→ **Required task A**
From the patent text on identifying stories in media content, return the passage starting at "BRIEF DESCRIPTION OF" and ending at "environment in accordance with implementations described herein.", word for word.

□ □ □ □

Techniques associated with identifying stories in media content are described in various implementations. In one example implementation, a method may include receiving media content, and segmenting the media content into a plurality of media segments based on auditory indicators included in the media content. The method may also include analyzing a first media segment to determine a first set of concepts associated with the first media segment, and analyzing a second media segment to determine a second set of concepts associated with the second media segment. The method may further include comparing the first set of concepts to the second set of concepts to determine a conceptual similarity between the first set of concepts and the second set of concepts, and in response to the conceptual similarity exceeding a similarity threshold, identifying a story that includes the first media segment and the second media segment.

Description

IDENTIFYING STORIES IN MEDIA CONTENT
BACKGROUND
[0001] In today's always-connected society, media content in the form of live, pre-recorded, or on-demand programming is nearly ubiquitous. For example, 24x7 news programs offer a continuous stream of live information throughout the day, and countless pre-recorded media sources are accessible, e.g., via the Internet, at any given time.
[0002] Media content may be broadcast, streamed, or otherwise delivered via any of a number of communication channels, using a number of different technologies. For example, delivery of streaming video media on the Internet generally includes encoding the video content into one or more streaming video formats, and efficiently delivering the encoded video content to end users.
BRIEF DESCRIPTION OF THE DRAWINGS
[0003] FIG. 1 is a conceptual diagram of an example story recognition environment in accordance with implementations described herein.
[0004] FIG. 2 is a conceptual diagram of an example process of identifying stories from media content in accordance with implementations described herein.
[0005] FIG. 3 is a flow diagram of an example process of identifying stories from media content in accordance with implementations described herein.
[0006] FIG. 4 is a block diagram of an example computer system to identify stories from media content in accordance with implementations described herein.
DETAILED DESCRIPTION
[0007] The vast amount of available media content may easily lead to information overload, especially if the media content is not well organized or otherwise structured in a manner that allows users to easily identify specific content that is of interest. As a result, certain content providers, content aggregators, or end users may manually tag or otherwise classify the media content, e.g., by associating metadata with the content. Such manual classification, while fairly accurate, may be relatively inefficient, expensive, and/or time-consuming. [0008] Described herein are techniques for identifying stories in media content, even if the stories have not been previously classified as such. As used herein, the term "story" generally refers to a portion of media content that relates to a particular topic or to a set of consistent concepts. For example, during the course of a nightly news program, one story may describe the outcome of a recent criminal trial, while another story may discuss the success of a local business, and yet another story may relate to the weather. According to the techniques described here, the media content (e.g., the news program) is separated into conceptual stories (e.g., three conceptually distinct stories including the legal story, the business story, and the weather story). Once the stories have been identified using the described techniques, additional useful processing may be performed - e.g., to summarize or classify the stories, or to isolate (e.g., clip) stories from the media content for more convenient access or delivery. These or other appropriate processing techniques may be applied to stories, after they have been identified, to generally make the stories more accessible and/or consumable by end users.

□ □ □ □

→ **Required task B**
Retype every line of the listing below exactly as it stands.

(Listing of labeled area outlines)

□ □ □ □

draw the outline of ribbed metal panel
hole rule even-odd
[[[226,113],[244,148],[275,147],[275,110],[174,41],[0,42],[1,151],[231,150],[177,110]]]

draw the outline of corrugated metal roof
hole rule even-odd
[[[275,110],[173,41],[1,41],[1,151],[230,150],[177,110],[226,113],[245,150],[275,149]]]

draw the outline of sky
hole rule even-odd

□ □ □ □

→ **Exercise solution A**
BRIEF DESCRIPTION OF THE DRAWINGS
[0003] FIG. 1 is a conceptual diagram of an example story recognition environment in accordance with implementations described herein.

→ **Exercise solution B**
draw the outline of ribbed metal panel
hole rule even-odd
[[[226,113],[244,148],[275,147],[275,110],[174,41],[0,42],[1,151],[231,150],[177,110]]]

draw the outline of corrugated metal roof
hole rule even-odd
[[[275,110],[173,41],[1,41],[1,151],[230,150],[177,110],[226,113],[245,150],[275,149]]]

draw the outline of sky
hole rule even-odd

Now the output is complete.